Task instructions: Rewrite the rows from the line containing "Q: Mark a point on every instance of the dense" through the end of the rows, putting "lily stem" wherever "flower stem" appears and leaving everything else unchanged.

######

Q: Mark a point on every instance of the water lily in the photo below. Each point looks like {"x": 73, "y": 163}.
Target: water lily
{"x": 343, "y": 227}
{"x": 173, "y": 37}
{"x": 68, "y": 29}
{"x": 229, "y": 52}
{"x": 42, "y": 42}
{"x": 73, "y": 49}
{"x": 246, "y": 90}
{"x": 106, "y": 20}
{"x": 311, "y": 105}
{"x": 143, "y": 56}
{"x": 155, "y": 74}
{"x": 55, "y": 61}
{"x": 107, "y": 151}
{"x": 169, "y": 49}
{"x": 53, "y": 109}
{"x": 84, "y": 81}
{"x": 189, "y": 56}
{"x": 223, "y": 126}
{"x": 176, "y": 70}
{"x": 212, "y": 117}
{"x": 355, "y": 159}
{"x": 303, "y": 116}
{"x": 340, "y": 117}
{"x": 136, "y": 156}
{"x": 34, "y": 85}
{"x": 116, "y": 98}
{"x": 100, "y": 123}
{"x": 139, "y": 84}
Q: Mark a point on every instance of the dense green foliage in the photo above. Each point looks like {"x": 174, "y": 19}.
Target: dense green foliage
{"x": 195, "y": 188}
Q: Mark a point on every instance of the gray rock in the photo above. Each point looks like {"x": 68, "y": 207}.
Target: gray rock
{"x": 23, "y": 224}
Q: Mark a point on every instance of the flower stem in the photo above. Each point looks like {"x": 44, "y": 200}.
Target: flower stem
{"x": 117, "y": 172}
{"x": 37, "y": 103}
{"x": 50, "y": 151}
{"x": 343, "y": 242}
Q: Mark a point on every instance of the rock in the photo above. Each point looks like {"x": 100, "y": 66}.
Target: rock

######

Output below:
Q: Mark a point on every instance of the dense green foliage in the photo above. Each point looks like {"x": 174, "y": 19}.
Target: dense green foliage
{"x": 195, "y": 188}
Q: Mark a point on every instance of the gray rock in the photo above. Each point looks like {"x": 68, "y": 207}.
Target: gray rock
{"x": 23, "y": 224}
Q: Mark a point on every instance of the lily stem in the photo above. Each point looks like {"x": 44, "y": 200}.
Target: lily stem
{"x": 117, "y": 172}
{"x": 37, "y": 103}
{"x": 50, "y": 151}
{"x": 343, "y": 242}
Q: Mark a point on every instance of the rock in the photo above. Each point looks like {"x": 100, "y": 66}.
Target: rock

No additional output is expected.